-- WHAT IS REQUIRED --
Quote the lines below exactly, from the one that holds "Guideline: for every instance of the white" through the final line of the records, and only those.

-- PROVIDED ENTRIES --
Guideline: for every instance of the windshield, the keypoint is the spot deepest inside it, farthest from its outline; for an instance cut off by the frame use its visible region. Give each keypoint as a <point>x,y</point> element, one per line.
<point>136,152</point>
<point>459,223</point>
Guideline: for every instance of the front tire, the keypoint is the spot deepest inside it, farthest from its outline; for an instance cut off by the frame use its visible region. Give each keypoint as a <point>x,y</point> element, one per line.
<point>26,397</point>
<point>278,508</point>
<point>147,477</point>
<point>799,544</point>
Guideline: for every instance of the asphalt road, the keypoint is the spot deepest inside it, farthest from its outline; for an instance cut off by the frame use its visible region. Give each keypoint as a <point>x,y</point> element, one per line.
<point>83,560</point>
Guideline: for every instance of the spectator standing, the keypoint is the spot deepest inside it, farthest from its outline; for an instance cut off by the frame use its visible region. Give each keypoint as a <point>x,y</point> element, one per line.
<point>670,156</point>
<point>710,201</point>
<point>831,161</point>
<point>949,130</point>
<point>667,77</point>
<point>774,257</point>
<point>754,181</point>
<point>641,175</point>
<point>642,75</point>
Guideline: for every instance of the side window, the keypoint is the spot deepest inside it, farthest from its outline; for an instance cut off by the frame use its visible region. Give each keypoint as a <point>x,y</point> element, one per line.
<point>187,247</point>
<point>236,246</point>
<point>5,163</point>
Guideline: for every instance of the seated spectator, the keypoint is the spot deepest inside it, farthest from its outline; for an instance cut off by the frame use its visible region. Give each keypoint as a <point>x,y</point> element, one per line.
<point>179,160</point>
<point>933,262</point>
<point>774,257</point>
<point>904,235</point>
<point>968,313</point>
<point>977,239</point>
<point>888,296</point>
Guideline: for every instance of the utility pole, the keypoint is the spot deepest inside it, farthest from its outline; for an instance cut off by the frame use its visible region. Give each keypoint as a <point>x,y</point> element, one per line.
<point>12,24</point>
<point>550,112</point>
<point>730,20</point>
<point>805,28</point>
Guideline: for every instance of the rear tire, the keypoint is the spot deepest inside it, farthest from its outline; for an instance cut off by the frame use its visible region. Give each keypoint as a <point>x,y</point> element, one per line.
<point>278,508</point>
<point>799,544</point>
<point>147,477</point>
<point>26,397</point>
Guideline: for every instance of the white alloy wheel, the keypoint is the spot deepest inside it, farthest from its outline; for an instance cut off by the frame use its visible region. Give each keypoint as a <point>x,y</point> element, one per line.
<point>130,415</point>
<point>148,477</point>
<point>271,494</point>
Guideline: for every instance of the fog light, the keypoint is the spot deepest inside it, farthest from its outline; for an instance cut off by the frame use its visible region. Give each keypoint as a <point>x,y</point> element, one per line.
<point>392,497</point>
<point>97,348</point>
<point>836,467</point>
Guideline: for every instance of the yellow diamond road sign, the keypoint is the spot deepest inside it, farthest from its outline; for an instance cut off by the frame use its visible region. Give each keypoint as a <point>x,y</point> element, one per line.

-- EXERCISE SOLUTION --
Guideline: for every instance of the white alloy wheel, the keypoint is the spot deepest inside it, farthest from its outline; for an instance cut off by the frame use its visible region. Give each keypoint as a <point>x,y</point> element, one per line.
<point>130,415</point>
<point>148,477</point>
<point>271,494</point>
Guideline: for every instance of the fog light, the keypoint is the spot deepest inside it, farthest from its outline; for an instance cut off by the frame use its visible region. Give each keypoint as a <point>x,y</point> element, one per line.
<point>392,497</point>
<point>97,348</point>
<point>836,467</point>
Guideline: for every instance of the yellow diamond road sign, the keypoint is the spot deepest inside it, farthest from its outline; for an instance cut off by the frame use its visible region. Give each keypoint as a <point>x,y</point> element, one per line.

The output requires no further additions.